**TEXT BLOCK:**
Writing in his book The Highlands (1959), Calum Maclean gives a brief mention of the story which in all likelihood stems from the above source: “A wealth of tradition has sprung up around the unfortunate Clan Gregor. MacDonell of Tirandrish in Lochaber sheltered seven MacGregors for many years. Finally he became so afraid of incurring the ire of the authorities and a ruinous fine that he had them dispatched. In a spot about a mile east of Spean Bridge and right on the banks of the river there are, or were, seven pine trees to mark the graves of the MacGregors. Some of the trees were recently cut down, much to the annoyance of the older people in the area.” Another and a fuller version of the story was printed some forty years previously in a book entitled Glen-Albyn or Tales and Truths of the Central Highlands and is here reproduced in full:
One well-known tale which brings the Macgregors before us in a very honourable light may be worth recording here. The son of Macgregor of Glen Strae out hunting one day fell in with the young laird of Lamont and a companion travelling towards Inverlochy. They passed the day together and in the evening sat down to dinner. During the course of the meal a quarrel arose, dirks were drawn, and young Macgregor was slain. Lamont at once leapt out of the room and fled, closely pursued by some of the slain man’s retainers. Fleet of foot he outstripped his foes, and by chance ran for protection to the very house of Glen Strae where young Macgregor’s father dwelt. Without stating whom he had slain, Lamont implored Glen Strae’s assistance. At once the old chief passed his word to protect him as far as in him lay. Almost directly after up rushed the members of the clan in hot pursuit, and angrily cried out for the murderer to be delivered up to them in atonement for the blood he had shed. But the brave old chief on learning whom he had captured, cried out, “Not a hair of his head shall be touched while he is under my roof-tree. Glen Strae has pledged his honour, and never shall it be said that a Macgregor went back on his word.” Later the chief himself secretly escorted the youth out of the Macgregor country to his own land, and bidding him farewell said, “Lamont, you are safe now upon your own ground. I cannot and will not protect you any further. Keep away from my people, and may God forgive you for what you have done!” Lamont was not ungrateful, and shortly afterwards when Glen Strae with his family was proscribed, destitute, and a wanderer, the young man received them into his house and for a time protected them from their enemies. But the Philistines were too strong, and the honest old chief was treacherously “done to death” by Argyle, and hanged at the Market Cross in Edinburgh.

**TASK INSTRUCTIONS:**
A – State whether each of the following statements agrees with the Clan Gregor text. Answer yes or no, and quote the words of the text that decide it.
(i) According to Maclean, all seven pine trees near Spean Bridge were cut down.
(ii) Lamont sought out the house of Glen Strae on purpose, knowing it belonged to the slain man's father.
(iii) Glen Strae was hanged at the Market Cross in Edinburgh.
B – Extend the Clan Gregor text past its last sentence.

**LISTED RECORDS:**
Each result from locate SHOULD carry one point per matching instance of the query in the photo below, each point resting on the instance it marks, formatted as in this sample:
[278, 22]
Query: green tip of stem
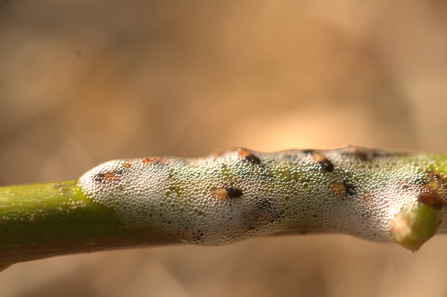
[412, 227]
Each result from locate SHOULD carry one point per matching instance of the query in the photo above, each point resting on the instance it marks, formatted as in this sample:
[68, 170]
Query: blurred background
[82, 82]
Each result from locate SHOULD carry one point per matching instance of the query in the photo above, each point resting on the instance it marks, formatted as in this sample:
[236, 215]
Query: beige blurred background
[82, 82]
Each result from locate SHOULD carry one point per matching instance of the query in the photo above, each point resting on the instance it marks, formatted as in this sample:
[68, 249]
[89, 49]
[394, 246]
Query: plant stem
[377, 195]
[45, 220]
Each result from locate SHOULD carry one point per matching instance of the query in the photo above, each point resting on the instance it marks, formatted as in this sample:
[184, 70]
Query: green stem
[45, 220]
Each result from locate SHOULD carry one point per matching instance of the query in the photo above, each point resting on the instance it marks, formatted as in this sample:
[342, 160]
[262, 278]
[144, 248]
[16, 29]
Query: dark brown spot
[102, 177]
[220, 193]
[154, 160]
[249, 156]
[337, 188]
[234, 192]
[324, 162]
[431, 199]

**IN RESPONSE:**
A –
(i) No: "Some of the trees were recently cut down"
(ii) No: "by chance ran for protection to the very house of Glen Strae"
(iii) Yes: "hanged at the Market Cross in Edinburgh"

B –
The little band who had fled to Lochaber, and who had for a time eluded the pursuit by drowning the dogs…lived in a cave at the back of Tir na Dris, about a mile from Spean Bridge. They were finally hunted down by relentless foes, and a clump of trees marks the spot where the three made their last gallant stand. Some years ago a gentleman of the district, anxious to prove the truth of the tradition, dug up the grave and found three skeletons. He then removed them to the banks of the burn on the east side of Tir na Dris, about a hundred yards below where the bridge on the high road crosses the stream. Three fir trees – the badge of the clan – mark the spot where they now lie buried.
A few months later John MacDonald showed Calum Maclean the very place in which the MacGregors were said to have been buried, as related in the following diary entry:
Didòmhnaich, 13 A’ Chèitean 1951
Chaidh mi dhan Aifreann tràth sa mhadainn an-diugh agus ghabh mi air mo shocair a’ chuid eile den latha gus an tàinig Iain MacDhòmhnaill a-nuas mu chòig uairean. Thug sinn uair na dhà air na naidheachdan an uair sin agus chuir e an àireamh suas gu ceithir cheud is a deich air fhichead. Bha feasgar brèagha ann agus chòisich Iain agus mi fhìn a-mach air sràid. Chaidh sinn suas gu Tìr na Drise a choimhead air an àite anns an deach na Griogaraich a thìodhlacadh. Bha seachdnar dhiubh ann agus iad air fògradh. Chum Fear Thìr na Dris iad fad sheachd bliadhna ann an uamhaidh. Bhràth e mu dheireadh iad. Chaidh am marbhadh agus an cur còmhla an cladh beag shìos ri taobh na h-aibhne. Dh’fhàs craobhan giuthais, suaicheantas nan Griogarach air an uaigh. Chaidh trì dhe na craobhan a ghearradh am bliadhna. Thill sinn air ais a Dhrochaid Aonachain agus thug sinn greis eile a’ còmhradh mun deach sinn dhachaigh.
Sunday, 13 May 1951
I attended Mass early this morning and was at my leisure for the remaining part of the day until John MacDonald arrived at five o’ clock. We spent an hour or two on the stories then and made the running total up to four hundred and thirty. It was a beautiful evening when John and I went out to take a walk. We went up to Tirandrish to take a look at the place where the MacGregors were buried. Seven of them were on the run and MacDonald of Tirandrish kept them hidden for seven years in a cave. He eventually betrayed them. They were murdered and placed in a little cemetery beside the river. Pine trees, the symbol of the MacGregors, grew on their grave. Three of the trees were cut down this year. We returned to Spean Bridge and we spent a while conversing before we went home.
SSS NB 1, pp. 55–57
Andrew J. Macdonald, Glen-Albyn or Tales and Truths of the Central Highlands (Fort Augustus: The Abbey Press, 1920), pp. 4–5
Calum I. Maclean, The Highlands (London: Batsford, 1959)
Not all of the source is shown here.